++++ Exercise materials

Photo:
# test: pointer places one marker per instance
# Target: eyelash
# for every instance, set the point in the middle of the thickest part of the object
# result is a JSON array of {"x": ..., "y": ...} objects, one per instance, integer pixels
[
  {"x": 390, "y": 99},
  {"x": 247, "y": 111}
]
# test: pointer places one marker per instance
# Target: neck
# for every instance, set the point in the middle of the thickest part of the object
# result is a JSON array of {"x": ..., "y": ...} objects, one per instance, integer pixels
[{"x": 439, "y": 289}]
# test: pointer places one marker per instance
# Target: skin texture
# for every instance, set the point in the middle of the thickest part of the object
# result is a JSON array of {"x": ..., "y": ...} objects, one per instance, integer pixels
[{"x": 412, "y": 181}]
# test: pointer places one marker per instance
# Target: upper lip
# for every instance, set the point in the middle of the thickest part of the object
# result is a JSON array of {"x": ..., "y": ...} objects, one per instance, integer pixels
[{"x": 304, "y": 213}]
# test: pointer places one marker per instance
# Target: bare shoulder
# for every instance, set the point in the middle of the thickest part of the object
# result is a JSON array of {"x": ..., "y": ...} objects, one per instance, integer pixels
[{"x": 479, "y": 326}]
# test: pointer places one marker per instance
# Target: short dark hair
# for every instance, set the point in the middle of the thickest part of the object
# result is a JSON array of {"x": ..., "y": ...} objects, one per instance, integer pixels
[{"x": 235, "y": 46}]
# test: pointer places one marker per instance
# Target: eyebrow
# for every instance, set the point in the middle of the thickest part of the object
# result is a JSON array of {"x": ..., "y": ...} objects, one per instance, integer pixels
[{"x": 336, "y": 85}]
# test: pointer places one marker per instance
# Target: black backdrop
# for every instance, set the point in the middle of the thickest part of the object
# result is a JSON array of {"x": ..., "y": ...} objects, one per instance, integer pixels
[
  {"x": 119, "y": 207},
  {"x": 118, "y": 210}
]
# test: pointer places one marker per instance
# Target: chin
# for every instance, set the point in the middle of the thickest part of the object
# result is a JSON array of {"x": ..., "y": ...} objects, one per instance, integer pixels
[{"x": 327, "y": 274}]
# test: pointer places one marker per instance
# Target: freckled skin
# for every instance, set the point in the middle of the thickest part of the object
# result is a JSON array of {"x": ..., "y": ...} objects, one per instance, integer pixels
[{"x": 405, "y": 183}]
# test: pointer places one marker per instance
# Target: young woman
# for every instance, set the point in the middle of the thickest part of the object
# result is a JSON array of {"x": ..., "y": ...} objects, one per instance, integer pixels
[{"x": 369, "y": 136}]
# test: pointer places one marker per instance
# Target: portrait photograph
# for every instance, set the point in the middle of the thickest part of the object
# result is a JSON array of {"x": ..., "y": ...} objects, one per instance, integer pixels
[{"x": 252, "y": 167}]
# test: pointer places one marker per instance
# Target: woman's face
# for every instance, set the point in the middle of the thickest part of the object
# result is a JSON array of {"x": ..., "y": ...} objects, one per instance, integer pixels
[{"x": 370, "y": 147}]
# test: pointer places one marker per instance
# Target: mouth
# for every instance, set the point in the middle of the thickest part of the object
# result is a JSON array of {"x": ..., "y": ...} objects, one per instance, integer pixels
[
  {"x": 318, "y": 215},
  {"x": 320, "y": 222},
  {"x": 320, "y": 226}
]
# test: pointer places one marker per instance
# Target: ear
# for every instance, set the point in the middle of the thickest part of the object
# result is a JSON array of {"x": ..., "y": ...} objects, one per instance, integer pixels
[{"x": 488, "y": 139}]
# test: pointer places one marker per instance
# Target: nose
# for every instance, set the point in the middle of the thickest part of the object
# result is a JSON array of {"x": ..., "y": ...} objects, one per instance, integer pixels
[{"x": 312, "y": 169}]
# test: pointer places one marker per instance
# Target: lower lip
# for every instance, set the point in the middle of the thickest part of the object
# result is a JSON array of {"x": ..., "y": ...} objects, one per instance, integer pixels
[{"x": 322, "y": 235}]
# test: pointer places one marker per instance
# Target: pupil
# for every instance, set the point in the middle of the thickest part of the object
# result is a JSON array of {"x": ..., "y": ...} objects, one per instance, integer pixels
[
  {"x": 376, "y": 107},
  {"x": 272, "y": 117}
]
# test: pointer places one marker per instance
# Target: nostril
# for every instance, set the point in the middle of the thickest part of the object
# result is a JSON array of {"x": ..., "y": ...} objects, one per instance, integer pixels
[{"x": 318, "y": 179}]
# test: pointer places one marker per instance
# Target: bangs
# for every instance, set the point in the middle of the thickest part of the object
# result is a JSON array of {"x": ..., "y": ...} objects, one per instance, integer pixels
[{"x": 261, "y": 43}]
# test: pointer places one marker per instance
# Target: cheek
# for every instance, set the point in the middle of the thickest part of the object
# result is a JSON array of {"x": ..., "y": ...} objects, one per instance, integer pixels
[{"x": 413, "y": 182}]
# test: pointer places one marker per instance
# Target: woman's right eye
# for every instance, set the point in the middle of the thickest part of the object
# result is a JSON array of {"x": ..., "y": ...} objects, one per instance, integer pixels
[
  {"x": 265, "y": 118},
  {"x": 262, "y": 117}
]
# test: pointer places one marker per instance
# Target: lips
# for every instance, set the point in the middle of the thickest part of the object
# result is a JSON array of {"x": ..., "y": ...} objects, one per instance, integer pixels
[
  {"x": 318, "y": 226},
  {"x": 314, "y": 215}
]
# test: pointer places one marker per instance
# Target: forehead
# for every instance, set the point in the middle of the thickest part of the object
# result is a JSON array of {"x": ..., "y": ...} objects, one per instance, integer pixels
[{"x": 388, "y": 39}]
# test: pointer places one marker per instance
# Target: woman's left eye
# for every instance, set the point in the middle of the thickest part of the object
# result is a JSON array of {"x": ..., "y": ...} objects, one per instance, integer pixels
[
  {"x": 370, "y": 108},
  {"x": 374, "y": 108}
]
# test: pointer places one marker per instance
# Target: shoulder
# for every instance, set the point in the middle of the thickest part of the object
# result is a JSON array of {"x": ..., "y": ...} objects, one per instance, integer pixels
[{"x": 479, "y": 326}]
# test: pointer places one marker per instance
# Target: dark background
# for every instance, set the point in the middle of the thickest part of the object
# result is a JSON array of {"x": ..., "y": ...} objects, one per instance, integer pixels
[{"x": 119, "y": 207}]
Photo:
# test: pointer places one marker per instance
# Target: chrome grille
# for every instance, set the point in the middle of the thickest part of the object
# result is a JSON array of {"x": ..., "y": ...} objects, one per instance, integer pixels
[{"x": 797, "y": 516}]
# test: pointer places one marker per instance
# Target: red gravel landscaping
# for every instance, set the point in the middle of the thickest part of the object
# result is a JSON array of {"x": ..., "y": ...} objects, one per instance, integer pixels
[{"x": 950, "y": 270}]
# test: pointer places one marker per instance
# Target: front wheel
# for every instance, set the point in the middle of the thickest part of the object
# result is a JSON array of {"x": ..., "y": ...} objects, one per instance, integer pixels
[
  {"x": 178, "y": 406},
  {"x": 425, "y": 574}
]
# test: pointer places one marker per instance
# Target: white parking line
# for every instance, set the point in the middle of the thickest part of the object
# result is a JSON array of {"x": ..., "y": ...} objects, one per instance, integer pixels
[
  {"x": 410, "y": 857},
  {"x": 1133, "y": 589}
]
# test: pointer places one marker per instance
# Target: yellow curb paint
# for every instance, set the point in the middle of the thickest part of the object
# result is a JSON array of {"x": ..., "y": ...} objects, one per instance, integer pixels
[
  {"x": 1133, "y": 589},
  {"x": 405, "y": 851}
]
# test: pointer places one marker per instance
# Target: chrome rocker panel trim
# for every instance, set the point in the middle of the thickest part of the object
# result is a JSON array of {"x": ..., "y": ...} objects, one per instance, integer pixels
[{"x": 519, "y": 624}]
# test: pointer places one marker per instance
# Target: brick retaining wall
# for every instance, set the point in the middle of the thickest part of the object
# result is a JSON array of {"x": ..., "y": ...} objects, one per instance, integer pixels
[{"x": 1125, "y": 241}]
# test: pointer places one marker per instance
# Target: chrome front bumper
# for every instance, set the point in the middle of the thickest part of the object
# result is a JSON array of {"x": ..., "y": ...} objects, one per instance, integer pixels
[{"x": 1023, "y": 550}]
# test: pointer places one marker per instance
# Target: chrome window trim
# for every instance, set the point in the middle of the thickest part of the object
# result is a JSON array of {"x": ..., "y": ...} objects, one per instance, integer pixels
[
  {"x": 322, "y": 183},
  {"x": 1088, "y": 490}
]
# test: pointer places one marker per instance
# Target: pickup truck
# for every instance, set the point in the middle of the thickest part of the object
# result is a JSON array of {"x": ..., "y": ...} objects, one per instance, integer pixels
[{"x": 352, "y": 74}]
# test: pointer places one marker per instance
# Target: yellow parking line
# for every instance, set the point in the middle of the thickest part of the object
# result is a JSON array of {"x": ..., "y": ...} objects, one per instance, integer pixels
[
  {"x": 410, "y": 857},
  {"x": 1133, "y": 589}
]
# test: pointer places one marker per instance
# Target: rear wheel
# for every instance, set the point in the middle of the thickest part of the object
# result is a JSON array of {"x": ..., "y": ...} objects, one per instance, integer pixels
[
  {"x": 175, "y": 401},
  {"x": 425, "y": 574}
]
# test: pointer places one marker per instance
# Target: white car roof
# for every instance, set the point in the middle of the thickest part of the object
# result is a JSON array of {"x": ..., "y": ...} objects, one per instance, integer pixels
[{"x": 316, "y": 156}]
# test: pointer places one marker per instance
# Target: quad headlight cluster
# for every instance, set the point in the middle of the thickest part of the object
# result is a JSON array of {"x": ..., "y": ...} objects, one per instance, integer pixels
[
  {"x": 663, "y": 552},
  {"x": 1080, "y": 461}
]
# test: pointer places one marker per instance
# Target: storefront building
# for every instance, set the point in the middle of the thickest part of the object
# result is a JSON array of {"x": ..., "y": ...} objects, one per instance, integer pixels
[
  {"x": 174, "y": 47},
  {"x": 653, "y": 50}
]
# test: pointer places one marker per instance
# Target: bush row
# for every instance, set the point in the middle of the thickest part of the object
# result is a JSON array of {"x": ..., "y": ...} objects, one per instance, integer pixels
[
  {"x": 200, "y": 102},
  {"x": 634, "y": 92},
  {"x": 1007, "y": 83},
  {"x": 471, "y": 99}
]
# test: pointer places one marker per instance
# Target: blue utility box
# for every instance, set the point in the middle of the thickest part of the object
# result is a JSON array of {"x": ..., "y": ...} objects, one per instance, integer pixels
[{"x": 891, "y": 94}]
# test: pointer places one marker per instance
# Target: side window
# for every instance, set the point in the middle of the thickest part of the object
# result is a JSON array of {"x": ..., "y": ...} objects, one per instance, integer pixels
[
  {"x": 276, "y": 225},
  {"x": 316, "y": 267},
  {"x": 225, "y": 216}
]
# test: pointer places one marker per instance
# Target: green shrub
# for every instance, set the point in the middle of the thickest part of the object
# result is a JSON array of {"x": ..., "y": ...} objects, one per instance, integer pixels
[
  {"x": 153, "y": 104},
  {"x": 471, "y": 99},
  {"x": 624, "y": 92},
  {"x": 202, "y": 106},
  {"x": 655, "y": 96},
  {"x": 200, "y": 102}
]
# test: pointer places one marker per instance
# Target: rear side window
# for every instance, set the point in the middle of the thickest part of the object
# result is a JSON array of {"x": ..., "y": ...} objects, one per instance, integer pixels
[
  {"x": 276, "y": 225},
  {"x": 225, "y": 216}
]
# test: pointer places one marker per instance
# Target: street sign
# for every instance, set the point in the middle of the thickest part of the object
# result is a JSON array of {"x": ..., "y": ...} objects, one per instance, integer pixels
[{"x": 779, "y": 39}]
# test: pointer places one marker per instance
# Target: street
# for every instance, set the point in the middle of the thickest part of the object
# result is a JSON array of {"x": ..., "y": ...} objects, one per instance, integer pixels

++++++++

Given instruction
State how many lines of the listing above contain the word "window". Give only the number.

Complete output
3